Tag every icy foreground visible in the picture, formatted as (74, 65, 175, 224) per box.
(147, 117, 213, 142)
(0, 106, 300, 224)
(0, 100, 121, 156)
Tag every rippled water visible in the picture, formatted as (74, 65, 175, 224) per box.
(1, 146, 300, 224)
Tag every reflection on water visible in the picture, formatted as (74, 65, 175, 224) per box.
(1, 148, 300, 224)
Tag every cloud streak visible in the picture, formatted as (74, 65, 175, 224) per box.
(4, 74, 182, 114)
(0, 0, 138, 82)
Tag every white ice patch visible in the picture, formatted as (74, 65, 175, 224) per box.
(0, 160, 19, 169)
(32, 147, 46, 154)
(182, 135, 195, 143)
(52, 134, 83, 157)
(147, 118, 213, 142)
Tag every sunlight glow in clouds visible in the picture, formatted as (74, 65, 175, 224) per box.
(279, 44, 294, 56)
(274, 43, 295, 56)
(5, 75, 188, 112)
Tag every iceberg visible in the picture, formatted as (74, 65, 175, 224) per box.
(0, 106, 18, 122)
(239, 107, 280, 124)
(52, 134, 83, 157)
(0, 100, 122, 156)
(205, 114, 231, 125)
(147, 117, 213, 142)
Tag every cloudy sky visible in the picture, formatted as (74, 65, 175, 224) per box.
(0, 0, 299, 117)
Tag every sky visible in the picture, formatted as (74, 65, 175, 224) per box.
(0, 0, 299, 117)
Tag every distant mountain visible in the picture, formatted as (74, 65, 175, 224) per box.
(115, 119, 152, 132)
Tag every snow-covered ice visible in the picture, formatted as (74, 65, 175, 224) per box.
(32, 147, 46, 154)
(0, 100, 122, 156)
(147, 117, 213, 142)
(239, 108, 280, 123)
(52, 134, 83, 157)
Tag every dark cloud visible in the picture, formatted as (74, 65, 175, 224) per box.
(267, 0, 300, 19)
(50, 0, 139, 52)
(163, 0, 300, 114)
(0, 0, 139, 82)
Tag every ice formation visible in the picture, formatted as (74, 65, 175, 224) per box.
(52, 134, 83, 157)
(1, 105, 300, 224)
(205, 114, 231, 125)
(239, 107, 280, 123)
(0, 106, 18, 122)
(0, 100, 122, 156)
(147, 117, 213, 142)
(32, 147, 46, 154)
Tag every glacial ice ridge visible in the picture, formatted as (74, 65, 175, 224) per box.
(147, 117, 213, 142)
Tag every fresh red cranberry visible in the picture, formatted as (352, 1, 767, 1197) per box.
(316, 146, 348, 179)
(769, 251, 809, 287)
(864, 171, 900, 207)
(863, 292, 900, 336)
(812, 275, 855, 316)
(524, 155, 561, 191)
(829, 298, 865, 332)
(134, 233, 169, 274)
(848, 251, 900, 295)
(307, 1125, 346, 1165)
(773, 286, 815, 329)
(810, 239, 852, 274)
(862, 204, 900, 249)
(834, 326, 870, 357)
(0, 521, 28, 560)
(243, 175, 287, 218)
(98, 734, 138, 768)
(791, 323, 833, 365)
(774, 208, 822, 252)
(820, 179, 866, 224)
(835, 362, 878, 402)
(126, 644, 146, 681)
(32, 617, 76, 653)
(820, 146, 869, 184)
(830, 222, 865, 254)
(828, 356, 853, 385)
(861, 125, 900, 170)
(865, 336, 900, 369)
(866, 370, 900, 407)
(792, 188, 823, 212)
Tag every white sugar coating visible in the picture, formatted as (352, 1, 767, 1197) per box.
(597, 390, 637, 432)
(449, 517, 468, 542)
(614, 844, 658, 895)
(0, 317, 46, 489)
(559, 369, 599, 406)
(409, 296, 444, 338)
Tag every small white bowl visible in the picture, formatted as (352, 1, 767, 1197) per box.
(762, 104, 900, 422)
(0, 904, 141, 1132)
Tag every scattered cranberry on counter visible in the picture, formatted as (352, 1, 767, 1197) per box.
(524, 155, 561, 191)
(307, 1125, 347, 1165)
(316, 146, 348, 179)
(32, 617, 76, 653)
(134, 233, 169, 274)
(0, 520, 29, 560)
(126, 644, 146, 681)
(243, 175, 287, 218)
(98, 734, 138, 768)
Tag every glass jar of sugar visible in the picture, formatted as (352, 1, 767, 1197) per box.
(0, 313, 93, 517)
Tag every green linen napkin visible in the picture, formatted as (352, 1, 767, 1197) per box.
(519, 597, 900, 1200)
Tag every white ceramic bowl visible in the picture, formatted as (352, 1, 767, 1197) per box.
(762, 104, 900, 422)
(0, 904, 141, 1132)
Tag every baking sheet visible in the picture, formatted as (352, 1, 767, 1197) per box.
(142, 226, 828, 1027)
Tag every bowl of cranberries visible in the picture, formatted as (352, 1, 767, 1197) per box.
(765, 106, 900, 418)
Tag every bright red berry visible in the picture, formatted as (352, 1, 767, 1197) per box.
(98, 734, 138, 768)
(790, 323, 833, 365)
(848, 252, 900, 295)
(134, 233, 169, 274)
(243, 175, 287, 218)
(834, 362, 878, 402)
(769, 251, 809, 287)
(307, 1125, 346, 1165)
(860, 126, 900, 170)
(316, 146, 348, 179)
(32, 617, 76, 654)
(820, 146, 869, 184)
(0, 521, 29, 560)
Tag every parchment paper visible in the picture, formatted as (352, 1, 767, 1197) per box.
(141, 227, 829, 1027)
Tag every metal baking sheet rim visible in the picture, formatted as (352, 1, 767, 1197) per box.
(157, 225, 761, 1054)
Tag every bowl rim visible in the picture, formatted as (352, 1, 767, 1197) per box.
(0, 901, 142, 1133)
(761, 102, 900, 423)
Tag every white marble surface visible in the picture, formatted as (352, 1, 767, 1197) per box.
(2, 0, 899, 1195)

= = =

Word for word, write out the entries above again.

SOLUTION TO THE PROBLEM:
Tag every icy foreground visible in the picture, formatted as (74, 65, 175, 224) per box.
(147, 117, 213, 142)
(0, 106, 300, 224)
(0, 100, 121, 156)
Tag every rippled water visible in the picture, formatted as (74, 65, 175, 224) per box.
(1, 146, 300, 224)
Tag every reflection on water visible in the picture, formatted as (74, 65, 175, 224) per box.
(1, 148, 300, 224)
Tag every cloud streak visible in the picture, formatted as (74, 65, 175, 224) per box.
(4, 74, 182, 114)
(0, 0, 138, 82)
Tag every white ice patch visible in the picture, formatted as (74, 65, 175, 224) per box.
(0, 160, 19, 169)
(32, 147, 46, 154)
(182, 135, 195, 143)
(52, 134, 83, 157)
(147, 118, 213, 142)
Tag every sunlight glow in clouds visible in the picture, formatted as (74, 65, 175, 224) per box.
(279, 44, 294, 56)
(274, 43, 295, 56)
(5, 75, 188, 112)
Tag every iceberg visible in the picture, formatted as (74, 65, 175, 224) per box.
(0, 106, 18, 122)
(239, 107, 280, 124)
(52, 134, 83, 157)
(0, 100, 122, 156)
(205, 114, 231, 125)
(147, 117, 213, 142)
Tag every cloudy sky visible in the picture, formatted as (74, 65, 175, 224) per box.
(0, 0, 299, 117)
Tag every sky visible in the picture, formatted as (74, 65, 175, 224) per box.
(0, 0, 299, 117)
Tag every distant mountain visible in the picture, formatted as (74, 65, 175, 224) per box.
(115, 119, 152, 132)
Tag every snow-covered ice visible in the picture, formatted as (74, 65, 175, 224) per box.
(32, 147, 46, 154)
(0, 100, 122, 156)
(147, 117, 213, 142)
(239, 108, 280, 123)
(52, 134, 83, 157)
Tag every dark cloud visible in the picture, formatted as (74, 65, 175, 224) per box.
(267, 0, 300, 19)
(50, 0, 139, 52)
(163, 0, 300, 114)
(0, 0, 139, 82)
Tag every ice formation visible in the picture, formatted as (74, 65, 175, 224) per box.
(52, 134, 83, 157)
(1, 105, 300, 224)
(205, 114, 231, 125)
(239, 107, 280, 123)
(0, 106, 18, 122)
(0, 100, 122, 156)
(147, 117, 213, 142)
(32, 147, 46, 154)
Tag every glacial ice ridge visible in the picture, formatted as (74, 65, 175, 224) per box.
(147, 117, 213, 142)
Tag every fresh red cranberry visible in the picture, formatted as (352, 1, 767, 1197) per box.
(316, 146, 348, 179)
(769, 251, 809, 287)
(864, 171, 900, 207)
(863, 292, 900, 336)
(812, 275, 855, 316)
(524, 155, 561, 191)
(829, 298, 865, 332)
(134, 233, 169, 274)
(848, 251, 900, 295)
(307, 1125, 346, 1165)
(773, 286, 815, 329)
(810, 239, 852, 274)
(862, 204, 900, 249)
(834, 326, 870, 357)
(0, 521, 28, 560)
(243, 175, 287, 218)
(98, 734, 138, 768)
(791, 323, 833, 365)
(774, 208, 822, 252)
(820, 179, 866, 224)
(835, 362, 878, 402)
(126, 644, 146, 681)
(32, 617, 76, 653)
(820, 146, 869, 184)
(830, 222, 865, 254)
(828, 356, 853, 385)
(861, 125, 900, 170)
(865, 336, 900, 369)
(866, 370, 900, 407)
(792, 188, 823, 212)
Tag every white sugar coating visible in the picture, formatted as (352, 1, 767, 1197) per box.
(597, 390, 637, 432)
(449, 517, 468, 542)
(614, 844, 658, 895)
(0, 317, 46, 489)
(559, 369, 599, 406)
(409, 296, 444, 338)
Tag every small white bowl visible in the picture, formatted as (352, 1, 767, 1197) per box.
(762, 104, 900, 422)
(0, 904, 141, 1132)
Tag every scattered cranberry on counter visible in the picture, formatted as (352, 1, 767, 1197) per box.
(524, 155, 561, 191)
(307, 1125, 347, 1165)
(316, 146, 348, 179)
(32, 617, 76, 653)
(134, 233, 169, 274)
(0, 520, 29, 560)
(126, 644, 146, 681)
(243, 175, 287, 218)
(98, 734, 138, 768)
Tag every glass jar of sugar visible in the picture, formatted as (352, 1, 767, 1197) per box.
(0, 313, 93, 517)
Tag every green linen napkin visible in the picture, formatted as (352, 1, 767, 1197) per box.
(519, 597, 900, 1200)
Tag every white ceramic bowl visible in the picture, formatted as (352, 1, 767, 1197) per box.
(762, 104, 900, 422)
(0, 904, 141, 1132)
Tag every baking sheet visible in the picture, formatted as (352, 1, 767, 1197) per box.
(142, 226, 828, 1027)
Tag every bowl of cranberries visible in the picture, formatted as (352, 1, 767, 1197) per box.
(765, 106, 900, 418)
Tag every bright red berry visible in the picture, formatted as (352, 1, 767, 1197) per box.
(98, 734, 138, 768)
(790, 323, 833, 365)
(848, 252, 900, 295)
(134, 233, 169, 274)
(243, 175, 287, 218)
(834, 362, 878, 402)
(769, 251, 809, 287)
(307, 1125, 346, 1165)
(860, 126, 900, 170)
(316, 146, 348, 179)
(32, 617, 76, 654)
(820, 146, 869, 184)
(0, 521, 29, 560)
Tag every parchment paper visible in the picture, formatted as (352, 1, 767, 1197) per box.
(141, 227, 829, 1027)
Tag every metal baking sheet rim visible in the picture, formatted as (352, 1, 767, 1197) per box.
(157, 225, 761, 1054)
Tag every bowl rim visible in the picture, formatted as (352, 1, 767, 1197) per box.
(0, 901, 142, 1133)
(761, 102, 900, 423)
Tag every white marble surface visible in the picture, formatted as (352, 1, 767, 1197) per box.
(2, 0, 899, 1195)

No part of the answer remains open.